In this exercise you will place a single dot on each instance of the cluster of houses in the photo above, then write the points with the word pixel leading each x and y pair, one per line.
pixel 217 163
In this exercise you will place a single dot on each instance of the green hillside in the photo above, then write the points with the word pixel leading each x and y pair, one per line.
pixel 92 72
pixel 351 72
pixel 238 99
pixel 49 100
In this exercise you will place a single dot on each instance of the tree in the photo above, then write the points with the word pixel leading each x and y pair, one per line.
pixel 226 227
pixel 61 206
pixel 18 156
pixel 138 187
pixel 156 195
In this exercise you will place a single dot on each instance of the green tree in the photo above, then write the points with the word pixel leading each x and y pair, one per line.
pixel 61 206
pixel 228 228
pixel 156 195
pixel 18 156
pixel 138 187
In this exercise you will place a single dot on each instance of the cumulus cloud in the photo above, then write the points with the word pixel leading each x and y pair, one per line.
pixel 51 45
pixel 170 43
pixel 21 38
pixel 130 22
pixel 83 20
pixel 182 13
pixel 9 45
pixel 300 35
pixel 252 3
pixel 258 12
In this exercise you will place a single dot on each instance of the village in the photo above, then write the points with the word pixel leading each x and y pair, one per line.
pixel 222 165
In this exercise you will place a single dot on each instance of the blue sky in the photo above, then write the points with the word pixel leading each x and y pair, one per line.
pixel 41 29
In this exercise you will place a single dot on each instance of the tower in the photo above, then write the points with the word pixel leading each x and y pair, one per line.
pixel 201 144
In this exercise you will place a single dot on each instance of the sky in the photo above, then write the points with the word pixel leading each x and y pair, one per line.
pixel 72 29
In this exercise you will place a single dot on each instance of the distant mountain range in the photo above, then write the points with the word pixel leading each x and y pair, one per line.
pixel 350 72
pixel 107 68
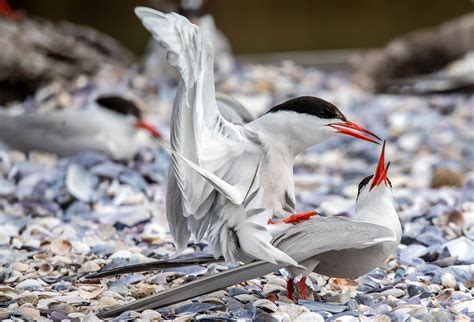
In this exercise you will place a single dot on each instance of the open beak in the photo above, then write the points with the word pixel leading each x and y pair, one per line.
pixel 353 129
pixel 381 171
pixel 149 128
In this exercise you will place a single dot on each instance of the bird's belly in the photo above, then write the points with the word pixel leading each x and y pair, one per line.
pixel 352 263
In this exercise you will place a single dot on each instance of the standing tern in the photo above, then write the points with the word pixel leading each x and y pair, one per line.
pixel 256 158
pixel 333 246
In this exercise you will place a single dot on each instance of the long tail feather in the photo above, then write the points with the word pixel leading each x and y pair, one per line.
pixel 196 288
pixel 153 266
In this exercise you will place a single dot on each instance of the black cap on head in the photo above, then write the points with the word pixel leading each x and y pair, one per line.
pixel 312 106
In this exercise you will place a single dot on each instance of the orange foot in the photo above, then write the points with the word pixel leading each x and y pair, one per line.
pixel 295 219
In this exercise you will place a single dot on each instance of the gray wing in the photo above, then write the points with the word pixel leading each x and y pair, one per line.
pixel 325 234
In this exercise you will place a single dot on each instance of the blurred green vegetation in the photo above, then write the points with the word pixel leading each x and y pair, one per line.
pixel 255 26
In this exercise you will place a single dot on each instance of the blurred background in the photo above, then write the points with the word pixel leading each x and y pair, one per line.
pixel 268 25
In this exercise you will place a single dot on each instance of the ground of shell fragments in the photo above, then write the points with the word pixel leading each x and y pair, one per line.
pixel 61 219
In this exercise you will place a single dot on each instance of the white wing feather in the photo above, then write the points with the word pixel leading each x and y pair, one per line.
pixel 215 163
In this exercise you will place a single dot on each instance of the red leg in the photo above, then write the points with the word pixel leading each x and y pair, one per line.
pixel 303 287
pixel 289 288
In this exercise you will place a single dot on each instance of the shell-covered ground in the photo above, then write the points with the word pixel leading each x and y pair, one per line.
pixel 61 219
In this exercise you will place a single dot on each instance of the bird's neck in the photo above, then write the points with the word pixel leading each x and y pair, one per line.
pixel 296 132
pixel 379 209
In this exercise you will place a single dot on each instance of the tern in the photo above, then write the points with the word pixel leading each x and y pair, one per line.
pixel 332 246
pixel 111 125
pixel 254 159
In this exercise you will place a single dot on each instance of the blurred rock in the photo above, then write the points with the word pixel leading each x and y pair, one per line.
pixel 446 177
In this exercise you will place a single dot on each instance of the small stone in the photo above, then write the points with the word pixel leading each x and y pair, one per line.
pixel 20 267
pixel 29 313
pixel 45 269
pixel 395 292
pixel 414 290
pixel 448 280
pixel 61 307
pixel 30 284
pixel 272 297
pixel 446 177
pixel 29 298
pixel 106 301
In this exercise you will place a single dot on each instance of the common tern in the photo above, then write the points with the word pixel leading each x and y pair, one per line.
pixel 333 246
pixel 111 125
pixel 254 159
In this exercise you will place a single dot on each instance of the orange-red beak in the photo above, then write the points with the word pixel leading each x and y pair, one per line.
pixel 381 171
pixel 149 128
pixel 352 129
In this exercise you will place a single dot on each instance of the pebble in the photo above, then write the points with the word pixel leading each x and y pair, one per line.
pixel 444 177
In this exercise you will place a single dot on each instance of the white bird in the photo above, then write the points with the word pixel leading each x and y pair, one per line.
pixel 112 125
pixel 256 159
pixel 333 246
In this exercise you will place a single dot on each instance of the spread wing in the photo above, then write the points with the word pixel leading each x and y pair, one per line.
pixel 330 233
pixel 198 132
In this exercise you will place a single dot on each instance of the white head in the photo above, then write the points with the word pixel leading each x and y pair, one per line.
pixel 374 200
pixel 306 121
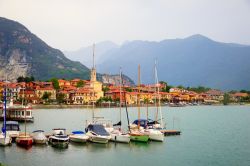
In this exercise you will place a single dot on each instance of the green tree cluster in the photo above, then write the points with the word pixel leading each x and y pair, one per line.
pixel 226 99
pixel 55 83
pixel 80 84
pixel 104 99
pixel 25 79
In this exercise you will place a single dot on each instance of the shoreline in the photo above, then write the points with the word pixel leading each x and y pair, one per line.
pixel 65 106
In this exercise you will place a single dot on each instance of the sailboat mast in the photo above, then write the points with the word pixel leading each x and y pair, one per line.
pixel 138 96
pixel 124 95
pixel 4 120
pixel 93 84
pixel 120 89
pixel 24 116
pixel 159 97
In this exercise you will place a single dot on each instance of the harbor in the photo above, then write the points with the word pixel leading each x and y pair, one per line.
pixel 197 143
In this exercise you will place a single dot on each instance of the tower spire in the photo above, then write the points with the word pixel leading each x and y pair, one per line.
pixel 93 70
pixel 94 56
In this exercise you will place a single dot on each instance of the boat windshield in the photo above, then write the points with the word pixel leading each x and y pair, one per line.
pixel 12 127
pixel 98 129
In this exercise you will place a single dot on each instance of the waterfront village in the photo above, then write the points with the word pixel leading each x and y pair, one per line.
pixel 86 92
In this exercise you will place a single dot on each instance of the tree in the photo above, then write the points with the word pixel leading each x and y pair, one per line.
pixel 226 99
pixel 167 87
pixel 46 96
pixel 60 98
pixel 25 79
pixel 128 89
pixel 55 83
pixel 80 84
pixel 105 89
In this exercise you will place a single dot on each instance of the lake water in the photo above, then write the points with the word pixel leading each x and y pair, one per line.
pixel 211 135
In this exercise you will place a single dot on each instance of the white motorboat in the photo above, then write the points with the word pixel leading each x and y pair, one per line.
pixel 59 139
pixel 5 139
pixel 97 133
pixel 118 136
pixel 79 137
pixel 154 134
pixel 39 137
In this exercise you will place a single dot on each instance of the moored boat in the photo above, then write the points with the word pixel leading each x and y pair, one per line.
pixel 5 139
pixel 24 140
pixel 149 128
pixel 18 112
pixel 118 136
pixel 59 139
pixel 39 137
pixel 97 133
pixel 12 129
pixel 138 136
pixel 79 137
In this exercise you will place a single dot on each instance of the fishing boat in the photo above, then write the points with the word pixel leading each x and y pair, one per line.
pixel 12 129
pixel 137 132
pixel 79 137
pixel 117 135
pixel 5 139
pixel 59 139
pixel 39 137
pixel 97 133
pixel 16 112
pixel 152 128
pixel 24 140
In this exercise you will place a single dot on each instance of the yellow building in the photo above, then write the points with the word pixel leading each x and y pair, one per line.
pixel 40 92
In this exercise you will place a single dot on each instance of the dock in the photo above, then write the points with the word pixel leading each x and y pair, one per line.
pixel 171 132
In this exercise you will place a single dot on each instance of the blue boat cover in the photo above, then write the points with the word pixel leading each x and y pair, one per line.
pixel 12 122
pixel 36 131
pixel 77 132
pixel 98 129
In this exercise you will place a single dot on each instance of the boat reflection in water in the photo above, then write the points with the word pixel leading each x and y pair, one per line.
pixel 59 139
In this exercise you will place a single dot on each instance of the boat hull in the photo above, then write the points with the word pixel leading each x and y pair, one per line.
pixel 4 141
pixel 139 138
pixel 122 138
pixel 24 141
pixel 155 135
pixel 59 143
pixel 99 139
pixel 78 139
pixel 40 141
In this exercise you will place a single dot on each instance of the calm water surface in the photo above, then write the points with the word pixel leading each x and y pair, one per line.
pixel 211 135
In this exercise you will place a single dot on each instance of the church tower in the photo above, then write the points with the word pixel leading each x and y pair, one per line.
pixel 93 70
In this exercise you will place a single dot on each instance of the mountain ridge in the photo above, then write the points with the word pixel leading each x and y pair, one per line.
pixel 192 61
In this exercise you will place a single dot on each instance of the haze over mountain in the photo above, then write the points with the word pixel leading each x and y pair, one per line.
pixel 24 54
pixel 192 61
pixel 84 54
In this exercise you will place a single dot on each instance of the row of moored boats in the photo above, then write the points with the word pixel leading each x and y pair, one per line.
pixel 98 131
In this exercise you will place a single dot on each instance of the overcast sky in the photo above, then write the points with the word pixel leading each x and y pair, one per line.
pixel 71 24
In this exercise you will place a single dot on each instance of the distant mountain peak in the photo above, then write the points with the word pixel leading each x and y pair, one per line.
pixel 198 37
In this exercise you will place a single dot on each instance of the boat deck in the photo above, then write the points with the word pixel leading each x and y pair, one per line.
pixel 171 132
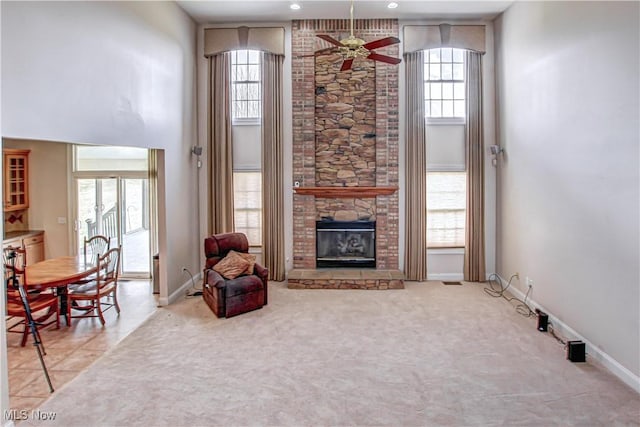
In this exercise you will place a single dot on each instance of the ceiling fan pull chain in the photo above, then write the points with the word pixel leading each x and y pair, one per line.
pixel 352 19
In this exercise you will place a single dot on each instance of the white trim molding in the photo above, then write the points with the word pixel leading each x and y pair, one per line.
pixel 593 351
pixel 181 291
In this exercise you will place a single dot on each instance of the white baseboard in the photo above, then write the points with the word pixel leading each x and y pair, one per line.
pixel 180 292
pixel 565 330
pixel 445 277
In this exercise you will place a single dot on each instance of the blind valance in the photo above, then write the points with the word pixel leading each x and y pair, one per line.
pixel 420 37
pixel 266 39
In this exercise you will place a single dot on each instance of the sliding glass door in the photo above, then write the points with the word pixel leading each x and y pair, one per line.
pixel 112 199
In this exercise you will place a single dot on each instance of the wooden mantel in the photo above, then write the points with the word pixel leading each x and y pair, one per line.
pixel 342 192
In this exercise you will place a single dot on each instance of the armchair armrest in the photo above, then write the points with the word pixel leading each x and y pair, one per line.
pixel 213 279
pixel 263 274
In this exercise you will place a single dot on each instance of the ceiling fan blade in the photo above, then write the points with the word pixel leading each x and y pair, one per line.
pixel 346 65
pixel 381 43
pixel 384 58
pixel 329 39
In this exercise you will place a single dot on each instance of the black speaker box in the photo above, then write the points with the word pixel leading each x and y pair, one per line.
pixel 543 321
pixel 575 351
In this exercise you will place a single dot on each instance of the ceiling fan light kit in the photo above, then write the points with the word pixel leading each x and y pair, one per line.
pixel 353 47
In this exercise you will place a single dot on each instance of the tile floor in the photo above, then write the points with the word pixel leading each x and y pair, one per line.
pixel 71 349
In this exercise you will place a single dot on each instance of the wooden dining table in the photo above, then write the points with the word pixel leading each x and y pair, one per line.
pixel 59 273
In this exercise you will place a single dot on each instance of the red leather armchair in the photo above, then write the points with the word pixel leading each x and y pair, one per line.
pixel 230 297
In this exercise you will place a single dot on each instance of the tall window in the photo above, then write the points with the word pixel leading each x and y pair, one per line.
pixel 247 199
pixel 446 169
pixel 444 83
pixel 245 90
pixel 446 205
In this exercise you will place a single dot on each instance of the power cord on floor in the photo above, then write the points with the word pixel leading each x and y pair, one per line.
pixel 196 292
pixel 497 290
pixel 552 331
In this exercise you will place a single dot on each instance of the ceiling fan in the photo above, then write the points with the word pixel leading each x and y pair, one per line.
pixel 353 47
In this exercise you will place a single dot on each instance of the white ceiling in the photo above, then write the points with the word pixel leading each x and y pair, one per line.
pixel 239 11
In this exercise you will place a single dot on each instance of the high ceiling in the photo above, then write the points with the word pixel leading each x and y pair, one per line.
pixel 238 11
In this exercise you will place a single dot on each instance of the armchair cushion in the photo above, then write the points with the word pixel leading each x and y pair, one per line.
pixel 232 296
pixel 232 265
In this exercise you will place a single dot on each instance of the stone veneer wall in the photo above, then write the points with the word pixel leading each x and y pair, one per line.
pixel 345 133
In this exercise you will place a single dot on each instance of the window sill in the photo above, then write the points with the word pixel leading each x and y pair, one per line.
pixel 445 251
pixel 246 122
pixel 444 121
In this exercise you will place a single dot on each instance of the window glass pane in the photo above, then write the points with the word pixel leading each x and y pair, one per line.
pixel 458 55
pixel 248 205
pixel 436 90
pixel 458 90
pixel 254 57
pixel 445 82
pixel 241 91
pixel 436 110
pixel 246 84
pixel 446 55
pixel 253 73
pixel 447 108
pixel 446 205
pixel 434 72
pixel 253 91
pixel 253 109
pixel 447 71
pixel 447 90
pixel 458 72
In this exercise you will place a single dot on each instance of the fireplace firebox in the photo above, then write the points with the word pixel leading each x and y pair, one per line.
pixel 345 244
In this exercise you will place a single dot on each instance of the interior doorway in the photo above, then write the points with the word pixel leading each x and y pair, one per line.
pixel 114 203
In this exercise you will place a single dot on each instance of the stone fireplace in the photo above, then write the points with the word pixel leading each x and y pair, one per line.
pixel 345 144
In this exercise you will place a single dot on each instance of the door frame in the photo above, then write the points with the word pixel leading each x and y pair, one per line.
pixel 119 176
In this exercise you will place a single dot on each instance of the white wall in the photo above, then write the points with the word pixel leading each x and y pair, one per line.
pixel 110 73
pixel 48 195
pixel 448 264
pixel 569 181
pixel 250 132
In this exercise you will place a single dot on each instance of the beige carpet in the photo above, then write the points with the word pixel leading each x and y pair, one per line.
pixel 428 355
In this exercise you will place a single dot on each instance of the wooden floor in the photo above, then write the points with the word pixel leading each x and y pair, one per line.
pixel 71 349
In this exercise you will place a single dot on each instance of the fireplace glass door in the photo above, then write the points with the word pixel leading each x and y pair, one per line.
pixel 349 244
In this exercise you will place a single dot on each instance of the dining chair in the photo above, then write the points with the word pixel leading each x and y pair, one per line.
pixel 91 298
pixel 42 304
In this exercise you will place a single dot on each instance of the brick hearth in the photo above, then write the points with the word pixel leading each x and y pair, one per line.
pixel 345 134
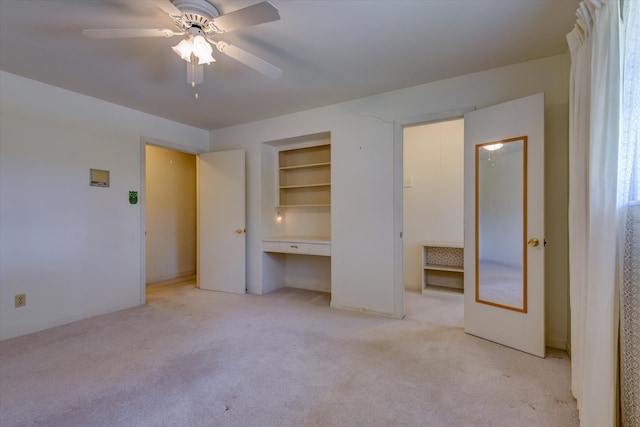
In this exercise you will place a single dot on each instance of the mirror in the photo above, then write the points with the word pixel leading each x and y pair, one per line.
pixel 501 223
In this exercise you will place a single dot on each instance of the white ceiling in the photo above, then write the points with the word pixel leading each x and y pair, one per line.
pixel 330 50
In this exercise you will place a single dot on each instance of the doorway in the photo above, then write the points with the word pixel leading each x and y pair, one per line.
pixel 170 205
pixel 433 206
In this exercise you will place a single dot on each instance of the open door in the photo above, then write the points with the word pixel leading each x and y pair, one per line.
pixel 504 224
pixel 221 221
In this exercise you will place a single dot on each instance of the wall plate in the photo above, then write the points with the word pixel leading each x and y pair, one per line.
pixel 98 178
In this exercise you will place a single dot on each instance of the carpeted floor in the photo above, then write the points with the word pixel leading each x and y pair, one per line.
pixel 200 358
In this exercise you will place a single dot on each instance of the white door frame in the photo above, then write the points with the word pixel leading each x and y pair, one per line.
pixel 398 193
pixel 142 201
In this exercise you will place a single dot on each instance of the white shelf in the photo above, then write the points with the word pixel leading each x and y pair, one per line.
pixel 306 166
pixel 286 187
pixel 304 176
pixel 442 265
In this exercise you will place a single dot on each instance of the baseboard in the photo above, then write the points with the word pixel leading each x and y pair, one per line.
pixel 559 344
pixel 363 310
···
__What needs to be done__: Write out exactly the lines from the line containing "of the baseboard" to the end of the listing above, both included, and nothing else.

__Response below__:
In this exercise you will place a single dot on each instance of the baseboard in the photo above, then write the points with the word pixel leading each x and y pair, one per line.
pixel 559 344
pixel 363 310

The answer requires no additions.